Work to complete —
A verbatim copy of the records below, pictures omitted, is the task.

══ Supplied records ══

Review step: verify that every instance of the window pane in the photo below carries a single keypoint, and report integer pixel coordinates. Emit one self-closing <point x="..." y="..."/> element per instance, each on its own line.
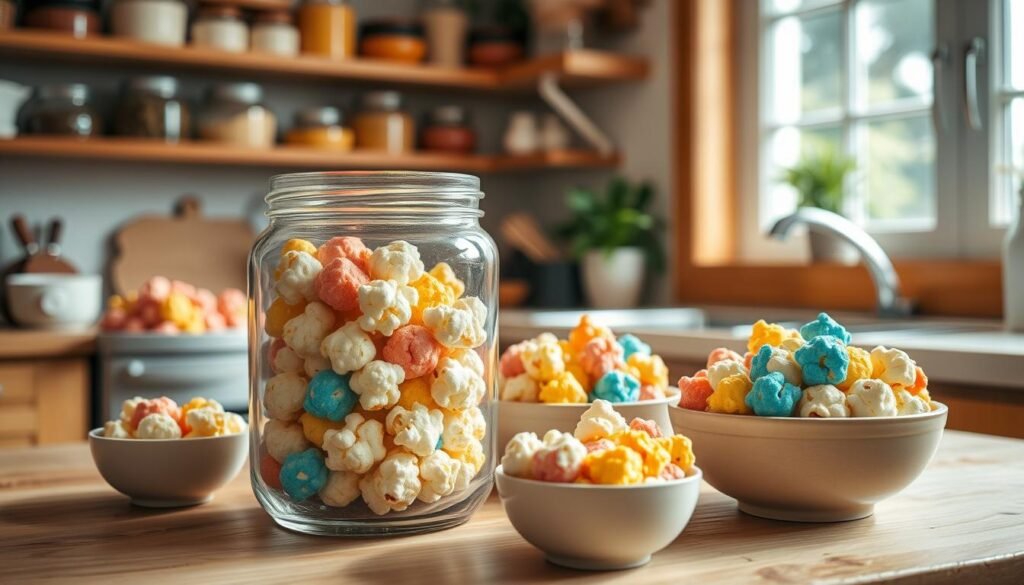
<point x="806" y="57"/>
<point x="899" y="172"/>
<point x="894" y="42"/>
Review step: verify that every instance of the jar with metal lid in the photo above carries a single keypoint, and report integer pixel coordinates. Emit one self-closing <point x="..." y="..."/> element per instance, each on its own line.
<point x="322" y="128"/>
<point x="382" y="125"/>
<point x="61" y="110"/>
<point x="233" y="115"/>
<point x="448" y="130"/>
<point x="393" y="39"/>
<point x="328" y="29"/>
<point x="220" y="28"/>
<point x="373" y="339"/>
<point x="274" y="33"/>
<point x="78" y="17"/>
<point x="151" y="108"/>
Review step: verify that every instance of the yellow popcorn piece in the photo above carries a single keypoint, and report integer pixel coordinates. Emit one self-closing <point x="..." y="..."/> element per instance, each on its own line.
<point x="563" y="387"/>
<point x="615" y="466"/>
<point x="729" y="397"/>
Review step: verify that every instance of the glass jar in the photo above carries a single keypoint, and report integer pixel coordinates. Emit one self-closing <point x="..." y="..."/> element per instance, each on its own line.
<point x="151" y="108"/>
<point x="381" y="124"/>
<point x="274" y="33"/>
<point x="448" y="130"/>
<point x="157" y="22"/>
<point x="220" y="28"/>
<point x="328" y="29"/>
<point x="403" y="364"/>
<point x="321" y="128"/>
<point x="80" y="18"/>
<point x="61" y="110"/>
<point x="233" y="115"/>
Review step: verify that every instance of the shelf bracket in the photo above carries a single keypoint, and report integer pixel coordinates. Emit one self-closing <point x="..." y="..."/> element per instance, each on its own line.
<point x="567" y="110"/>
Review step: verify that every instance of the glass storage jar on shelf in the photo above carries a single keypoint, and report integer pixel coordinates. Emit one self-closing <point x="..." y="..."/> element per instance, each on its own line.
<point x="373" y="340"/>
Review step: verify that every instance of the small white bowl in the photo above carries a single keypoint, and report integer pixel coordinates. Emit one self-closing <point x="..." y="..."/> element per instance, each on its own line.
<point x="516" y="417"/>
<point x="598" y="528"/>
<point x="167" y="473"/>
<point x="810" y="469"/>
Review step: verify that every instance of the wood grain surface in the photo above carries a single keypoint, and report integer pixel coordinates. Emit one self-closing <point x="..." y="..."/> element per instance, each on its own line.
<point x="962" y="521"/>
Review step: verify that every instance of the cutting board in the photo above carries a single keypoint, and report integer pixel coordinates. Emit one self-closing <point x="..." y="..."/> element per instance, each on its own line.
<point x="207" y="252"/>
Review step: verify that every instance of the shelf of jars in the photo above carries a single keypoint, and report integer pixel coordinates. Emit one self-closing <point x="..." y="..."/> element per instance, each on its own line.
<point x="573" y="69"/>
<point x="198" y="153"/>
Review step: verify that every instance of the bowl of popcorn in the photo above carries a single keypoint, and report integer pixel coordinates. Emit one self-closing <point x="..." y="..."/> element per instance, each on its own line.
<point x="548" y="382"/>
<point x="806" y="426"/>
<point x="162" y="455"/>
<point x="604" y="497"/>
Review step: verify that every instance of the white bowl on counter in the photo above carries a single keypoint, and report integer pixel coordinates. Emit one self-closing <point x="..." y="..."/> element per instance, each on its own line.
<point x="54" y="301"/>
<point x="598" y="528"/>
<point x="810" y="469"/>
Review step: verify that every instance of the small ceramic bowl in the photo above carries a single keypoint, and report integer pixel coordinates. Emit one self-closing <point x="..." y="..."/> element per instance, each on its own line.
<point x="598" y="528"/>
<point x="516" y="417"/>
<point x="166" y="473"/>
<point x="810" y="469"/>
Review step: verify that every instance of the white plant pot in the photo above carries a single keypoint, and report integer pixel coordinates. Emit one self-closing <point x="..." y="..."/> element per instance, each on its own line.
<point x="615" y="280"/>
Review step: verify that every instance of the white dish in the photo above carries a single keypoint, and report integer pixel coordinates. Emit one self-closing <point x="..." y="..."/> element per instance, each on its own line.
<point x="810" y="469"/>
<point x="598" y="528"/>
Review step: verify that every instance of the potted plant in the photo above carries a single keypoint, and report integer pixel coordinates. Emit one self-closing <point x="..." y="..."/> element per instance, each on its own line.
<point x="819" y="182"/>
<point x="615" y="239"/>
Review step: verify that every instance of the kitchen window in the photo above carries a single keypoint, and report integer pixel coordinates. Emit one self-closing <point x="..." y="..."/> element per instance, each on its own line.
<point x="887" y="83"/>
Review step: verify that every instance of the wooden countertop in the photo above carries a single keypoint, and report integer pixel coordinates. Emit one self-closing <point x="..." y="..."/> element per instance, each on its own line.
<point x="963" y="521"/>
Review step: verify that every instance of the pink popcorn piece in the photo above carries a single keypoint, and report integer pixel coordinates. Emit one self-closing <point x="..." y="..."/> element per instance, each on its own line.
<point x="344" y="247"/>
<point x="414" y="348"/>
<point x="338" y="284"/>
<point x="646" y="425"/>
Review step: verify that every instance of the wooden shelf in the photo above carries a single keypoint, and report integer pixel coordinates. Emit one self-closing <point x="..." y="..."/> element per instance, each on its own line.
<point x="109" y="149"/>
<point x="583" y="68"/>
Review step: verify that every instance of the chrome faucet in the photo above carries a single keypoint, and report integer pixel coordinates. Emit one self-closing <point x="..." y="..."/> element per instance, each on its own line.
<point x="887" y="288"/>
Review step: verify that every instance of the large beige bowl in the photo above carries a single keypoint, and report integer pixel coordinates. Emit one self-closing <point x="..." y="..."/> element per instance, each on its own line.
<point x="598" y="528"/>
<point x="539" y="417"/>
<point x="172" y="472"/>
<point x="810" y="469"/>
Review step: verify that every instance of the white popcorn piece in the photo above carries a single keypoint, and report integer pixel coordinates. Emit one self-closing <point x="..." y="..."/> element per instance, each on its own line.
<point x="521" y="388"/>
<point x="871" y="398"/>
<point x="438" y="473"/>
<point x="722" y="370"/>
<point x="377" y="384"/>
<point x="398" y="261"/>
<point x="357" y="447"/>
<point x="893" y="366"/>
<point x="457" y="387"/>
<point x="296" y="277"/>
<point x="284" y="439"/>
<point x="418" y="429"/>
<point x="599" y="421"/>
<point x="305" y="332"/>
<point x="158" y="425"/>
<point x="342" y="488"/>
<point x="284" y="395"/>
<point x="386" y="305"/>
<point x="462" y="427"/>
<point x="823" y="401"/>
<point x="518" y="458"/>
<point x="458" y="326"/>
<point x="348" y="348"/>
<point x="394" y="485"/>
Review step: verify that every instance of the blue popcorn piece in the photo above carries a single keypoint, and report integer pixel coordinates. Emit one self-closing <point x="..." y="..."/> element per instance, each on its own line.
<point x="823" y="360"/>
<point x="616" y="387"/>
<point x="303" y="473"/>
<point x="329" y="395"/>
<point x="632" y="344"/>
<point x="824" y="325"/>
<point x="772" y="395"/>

═══

Response area —
Review step: verify that every instance of the window pane in the photo below carries a single keypoint, and report integer pixel coordinates. Emit one self-closing <point x="..." y="..."/> element per instance, each on its own line.
<point x="806" y="57"/>
<point x="899" y="172"/>
<point x="894" y="42"/>
Review step: verify that every instance of the jar with metal lid in the photo above carries a single keypoint, and report integer pixel coordinates. Emit one self-closing <point x="..." y="..."/> element per instance, each on its own line.
<point x="322" y="128"/>
<point x="382" y="125"/>
<point x="61" y="110"/>
<point x="233" y="115"/>
<point x="448" y="130"/>
<point x="393" y="39"/>
<point x="328" y="29"/>
<point x="220" y="28"/>
<point x="373" y="339"/>
<point x="274" y="33"/>
<point x="78" y="17"/>
<point x="151" y="108"/>
Review step: verify that every instance of the yellow popcorn piece in the photo above carries a single keypoint, and report integer pixel coordinates. Emit one self-closing <point x="..." y="..."/> element per instance, each on its own line.
<point x="563" y="387"/>
<point x="615" y="466"/>
<point x="729" y="397"/>
Review step: verify that every instance of the glass jar in the photo above carries a single keypoint, and report integer pixel coordinates. Emit one self-closing <point x="..." y="..."/> element per instance, each on its own line.
<point x="151" y="108"/>
<point x="381" y="124"/>
<point x="274" y="33"/>
<point x="448" y="130"/>
<point x="157" y="22"/>
<point x="220" y="28"/>
<point x="328" y="29"/>
<point x="403" y="364"/>
<point x="321" y="128"/>
<point x="80" y="18"/>
<point x="61" y="110"/>
<point x="233" y="115"/>
Review step: verify that every instance of the shelf bracket in the photo above carries a single keypoint, and report integer pixel coordinates. Emit one self-closing <point x="..." y="..."/> element per instance, each on its own line.
<point x="567" y="110"/>
Review step: verify that every instance of the glass storage jar on shelf in the photo above carries a single keypoint, and report integer pixel coordinates. Emit one self-closing <point x="..." y="..."/> element per instance, each on its own line.
<point x="373" y="340"/>
Review step: verify that every instance of the small white bowl in the photo above carries a single keypoint, and report integer pixel coordinates. Emit one self-closing <point x="..." y="..."/> element per instance, each on its own line.
<point x="516" y="417"/>
<point x="598" y="528"/>
<point x="167" y="473"/>
<point x="810" y="469"/>
Review step: verify that every instance of the wood grain surface in the photo above carries a single keypoint, and report integer pixel coordinates. Emit one self-closing <point x="..." y="..."/> element per instance, each on its own line.
<point x="962" y="521"/>
Review step: verify that every instance of the cutting board in the photo above carries a single keypoint, and report integer pixel coordinates. Emit one self-closing <point x="..." y="..."/> element per instance, each on its own line.
<point x="207" y="252"/>
Review step: verify that every instance of the shelf of jars in the photo above carries a single keypoint, and report integer pixel coordinates. Emit one self-closing <point x="..." y="..."/> element per instance, each on its own line.
<point x="573" y="69"/>
<point x="198" y="153"/>
Review step: verify that every instance of the bowl of popcorn in the photo above carries a single keypoint, and report integer pixel coordinates. Emit one self-closing <point x="..." y="..."/> element per instance, each on its own line.
<point x="548" y="382"/>
<point x="806" y="426"/>
<point x="162" y="455"/>
<point x="604" y="497"/>
Review step: verify that every instance of the white bowl on counter in the photo above carries a single keypoint, and report integer pixel coordinates. Emit one self-closing <point x="..." y="..."/> element per instance, each on its own line.
<point x="54" y="301"/>
<point x="598" y="528"/>
<point x="810" y="469"/>
Review step: verify that every instance of the small ceramic bowl in the photo above carries a single keypoint, and report integer pixel coordinates. Emit one self-closing <point x="..." y="..."/> element per instance, each on its own line.
<point x="598" y="528"/>
<point x="516" y="417"/>
<point x="166" y="473"/>
<point x="810" y="469"/>
Review step: verify that every instance of the white plant pot in the photo above carries a single keypoint, and report integer pixel coordinates. Emit one self-closing <point x="..." y="..."/> element per instance, each on its own line.
<point x="615" y="280"/>
Review step: verify that every instance of the white dish in the photo above carries a single keypoint, and report integer pixel coordinates. Emit one self-closing <point x="..." y="..."/> element per instance, each on its own line.
<point x="810" y="469"/>
<point x="598" y="528"/>
Review step: verify that every instance of the potted plant in the photo above carries a single keypoint, and report integer pixel coordinates. Emit one self-closing <point x="..." y="..."/> element per instance, each on its own line.
<point x="819" y="182"/>
<point x="615" y="239"/>
Review step: verify that every instance of the kitchen window in the photo above carries a single keypoint, and report integer pixel coordinates. Emit one self-closing <point x="..." y="..."/> element per instance, each on its own line.
<point x="887" y="83"/>
Review step: verify that every instance of the wooden countertop in the photo above carries a single keypoint, and report integer pixel coordinates. Emit one self-closing <point x="..." y="..."/> element per instance, each on its own line.
<point x="963" y="521"/>
Review step: verify that every instance of the pink popcorn piece in the photo above carries a single keypoint, and report integer pixel coordinates. Emit one self-closing <point x="..." y="..."/> element per instance, each on its own line.
<point x="344" y="247"/>
<point x="414" y="348"/>
<point x="338" y="284"/>
<point x="646" y="425"/>
Review step: verify that every instance of the wooden shelf in the photo above carries a single keypoint, and report integer pixel coordinates. Emit one self-closing <point x="..." y="..."/> element per instance, each on its own line.
<point x="109" y="149"/>
<point x="583" y="68"/>
Review step: verify that every instance of the chrome faucet in the photo above carries a single keypoint, and report integer pixel coordinates. Emit one self-closing <point x="..." y="..."/> element per instance, each on its own line.
<point x="887" y="288"/>
Review step: verify that every instance of the large beige bowl in the photo above carries a single keypoint, and report integer pixel coordinates. Emit one self-closing <point x="..." y="..."/> element per instance, each on its own line.
<point x="598" y="528"/>
<point x="539" y="417"/>
<point x="172" y="472"/>
<point x="810" y="469"/>
Review step: verify that every instance of the white popcorn piece in the photo above carries a single keypoint, and report integer pixel coordinates. Emit one self-closing <point x="..." y="..."/> element per instance, each on its own line.
<point x="521" y="388"/>
<point x="871" y="398"/>
<point x="438" y="473"/>
<point x="722" y="370"/>
<point x="377" y="384"/>
<point x="398" y="261"/>
<point x="357" y="447"/>
<point x="893" y="366"/>
<point x="457" y="387"/>
<point x="296" y="277"/>
<point x="284" y="439"/>
<point x="418" y="429"/>
<point x="599" y="421"/>
<point x="305" y="332"/>
<point x="158" y="425"/>
<point x="342" y="488"/>
<point x="284" y="395"/>
<point x="386" y="305"/>
<point x="462" y="427"/>
<point x="823" y="401"/>
<point x="518" y="458"/>
<point x="458" y="326"/>
<point x="348" y="348"/>
<point x="394" y="485"/>
Review step: verify that every instance of the blue popcorn piece in the photo above carries a single keypoint, and report integer pixel coordinates. Emit one self-closing <point x="..." y="..."/> element per instance, each on its own line.
<point x="823" y="360"/>
<point x="616" y="387"/>
<point x="303" y="473"/>
<point x="329" y="395"/>
<point x="632" y="344"/>
<point x="824" y="325"/>
<point x="772" y="395"/>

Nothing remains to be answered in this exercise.